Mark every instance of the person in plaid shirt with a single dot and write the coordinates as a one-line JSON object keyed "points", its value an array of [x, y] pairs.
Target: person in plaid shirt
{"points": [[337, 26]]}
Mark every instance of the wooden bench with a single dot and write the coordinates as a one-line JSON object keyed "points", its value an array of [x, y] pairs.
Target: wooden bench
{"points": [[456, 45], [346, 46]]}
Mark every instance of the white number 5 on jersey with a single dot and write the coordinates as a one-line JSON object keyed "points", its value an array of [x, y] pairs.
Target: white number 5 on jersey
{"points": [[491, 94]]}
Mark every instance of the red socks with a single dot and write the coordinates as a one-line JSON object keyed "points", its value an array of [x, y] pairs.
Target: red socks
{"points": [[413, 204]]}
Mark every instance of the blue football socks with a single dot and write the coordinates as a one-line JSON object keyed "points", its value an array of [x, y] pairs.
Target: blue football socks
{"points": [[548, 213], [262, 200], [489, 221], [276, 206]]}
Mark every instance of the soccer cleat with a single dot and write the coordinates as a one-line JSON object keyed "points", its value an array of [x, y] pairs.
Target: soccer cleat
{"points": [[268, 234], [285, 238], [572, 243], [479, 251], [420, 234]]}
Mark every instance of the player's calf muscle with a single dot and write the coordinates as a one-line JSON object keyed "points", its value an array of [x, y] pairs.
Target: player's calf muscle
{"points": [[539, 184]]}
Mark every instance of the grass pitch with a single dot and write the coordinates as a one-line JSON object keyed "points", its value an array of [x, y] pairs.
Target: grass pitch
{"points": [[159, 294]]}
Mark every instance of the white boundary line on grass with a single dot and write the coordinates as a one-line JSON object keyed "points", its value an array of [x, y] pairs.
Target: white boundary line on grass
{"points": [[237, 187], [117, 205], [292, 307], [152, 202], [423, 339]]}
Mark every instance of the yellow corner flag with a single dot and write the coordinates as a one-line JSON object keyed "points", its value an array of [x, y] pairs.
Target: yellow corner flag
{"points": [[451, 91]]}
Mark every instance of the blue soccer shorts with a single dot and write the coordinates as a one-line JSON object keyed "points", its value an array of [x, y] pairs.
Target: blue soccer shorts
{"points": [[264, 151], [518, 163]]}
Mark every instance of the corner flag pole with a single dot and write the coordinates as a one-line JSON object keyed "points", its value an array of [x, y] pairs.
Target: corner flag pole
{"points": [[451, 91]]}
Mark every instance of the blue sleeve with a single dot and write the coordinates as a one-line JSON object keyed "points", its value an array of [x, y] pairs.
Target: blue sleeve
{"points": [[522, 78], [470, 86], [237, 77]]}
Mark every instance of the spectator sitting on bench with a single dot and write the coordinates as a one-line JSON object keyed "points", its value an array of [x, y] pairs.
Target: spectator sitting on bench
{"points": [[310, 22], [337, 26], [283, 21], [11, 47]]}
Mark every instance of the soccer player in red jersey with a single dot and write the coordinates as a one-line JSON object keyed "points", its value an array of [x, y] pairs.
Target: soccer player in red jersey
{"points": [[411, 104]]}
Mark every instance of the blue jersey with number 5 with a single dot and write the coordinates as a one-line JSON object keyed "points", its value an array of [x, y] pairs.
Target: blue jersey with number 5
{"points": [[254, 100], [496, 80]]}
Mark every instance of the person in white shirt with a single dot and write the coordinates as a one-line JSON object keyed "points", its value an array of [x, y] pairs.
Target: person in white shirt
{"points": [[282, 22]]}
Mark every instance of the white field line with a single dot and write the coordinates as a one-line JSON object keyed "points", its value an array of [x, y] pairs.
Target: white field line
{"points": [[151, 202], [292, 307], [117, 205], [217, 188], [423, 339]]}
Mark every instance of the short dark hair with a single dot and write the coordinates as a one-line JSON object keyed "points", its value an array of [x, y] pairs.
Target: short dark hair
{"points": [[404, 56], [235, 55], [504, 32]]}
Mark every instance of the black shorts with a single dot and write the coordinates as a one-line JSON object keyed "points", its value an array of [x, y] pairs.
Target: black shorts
--- --- ---
# Work to complete:
Rewrite all of the data above, replacing "single dot" with "single point" and leaving everything else unchanged.

# Answer for this exercise:
Mark every instance of the person in plaid shirt with a single point and write the coordinates as a one-line JSON object keyed "points", its value an array of [x, y] pairs.
Target: person in plaid shirt
{"points": [[337, 26]]}
Mark every instance of the wooden bench with a single point and write the coordinates as a one-line JSON object keyed "points", its value an array of [x, y] pairs.
Target: wooden bench
{"points": [[456, 45], [346, 46]]}
Mark every instance of the white number 5 on jersey with a single point and write the coordinates as a one-line JSON object keyed "points", its value an array of [x, y] pairs.
Target: white number 5 on jersey
{"points": [[491, 94]]}
Mark every instance of the red socks with a single point and write the coordinates as a one-line JSON object keyed "points", its value an array of [x, y] pairs.
Target: red socks
{"points": [[413, 204]]}
Mark every instance of the blue football socks with a single point and write the coordinates as a one-line JSON object keyed "points", its value an array of [x, y] pairs.
Target: blue football socks
{"points": [[548, 213], [262, 200], [489, 221], [276, 206]]}
Mark every instance of the soccer cleat with a single point and write the coordinates as a one-line JSON object keyed "points", its value an array of [x, y] pairs.
Target: soccer cleat
{"points": [[268, 234], [285, 238], [572, 243], [479, 251], [420, 234]]}
Mark every instance of the player's calf muscle with a single point and write the coordinates as a one-line JSON object keyed "points", its value an array of [x, y] pairs.
Target: player's calf muscle
{"points": [[539, 184]]}
Mark every instance of the grass pitch with a single point and write the coordinates as a one-line JSON object keyed "points", its value an array of [x, y] pairs.
Target: grass pitch
{"points": [[159, 294]]}
Mark every instance of the white boundary line on grass with a single point and write the coordinates as a one-line JSON object keyed "points", its value an array of [x, y] pairs.
Target: white boundary line on grass
{"points": [[237, 187], [117, 205], [292, 307], [152, 202], [423, 339]]}
Mark every instance of the yellow corner flag with a single point and write the coordinates as a one-line JSON object keyed "points", its value an array of [x, y] pairs.
Target: yellow corner flag
{"points": [[451, 91]]}
Mark every instance of the blue soccer shorts with a single point and write the coordinates as a one-line JSON object keyed "points", its value an array of [x, y] pairs.
Target: blue soccer shorts
{"points": [[264, 151], [518, 163]]}
Mark every instance of the corner flag pole with a single point and write the coordinates as a one-line JSON object keyed "points", its value an array of [x, y] pairs.
Target: corner flag pole
{"points": [[451, 91]]}
Mark every instance of the blue sleeve with a single point and write the coordinates as a one-line JSON object keyed "points", its value an array of [x, y] pairs.
Target: blue sleeve
{"points": [[522, 78], [470, 86], [237, 77]]}
Mark every instance of the spectator sitting on bench with a single point and write the coordinates as a one-line JSON object keyed "points", its value an array of [x, y] pairs.
Target: spectator sitting on bench
{"points": [[310, 22], [337, 26], [283, 21], [11, 47]]}
Mark every instance of the soccer player in red jersey with a single point and write the coordinates as a one-line JSON object keyed "points", its value an array of [x, y] pairs.
Target: soccer player in red jersey
{"points": [[411, 104]]}
Mark every instance of the blue jersey with number 5 with a single point and write the coordinates as a one-line JSON object keyed "points", its value an array of [x, y] pairs.
Target: blue jersey with number 5
{"points": [[254, 100], [496, 80]]}
Mark every instance of the person in white shirt with a single point and write the coordinates as a one-line JSON object keyed "points", its value an array of [x, y] pairs.
Target: person in white shirt
{"points": [[282, 22]]}
Mark every instance of the white field line with a single point and write the coordinates as a one-line JSON object keyed "points", its value an array of [x, y] pairs.
Target: white field line
{"points": [[151, 202], [292, 307], [117, 205], [217, 188], [423, 339]]}
Mark every instance of the short dark hair with a single point and write the coordinates as a one-line JSON object keyed "points", its value an array of [x, y] pairs.
Target: short dark hair
{"points": [[404, 56], [235, 55], [504, 32]]}
Mark every instance of the black shorts with a single point and write the coordinates as a one-line JSON object keyed "points", its value an array of [x, y] pairs.
Target: black shorts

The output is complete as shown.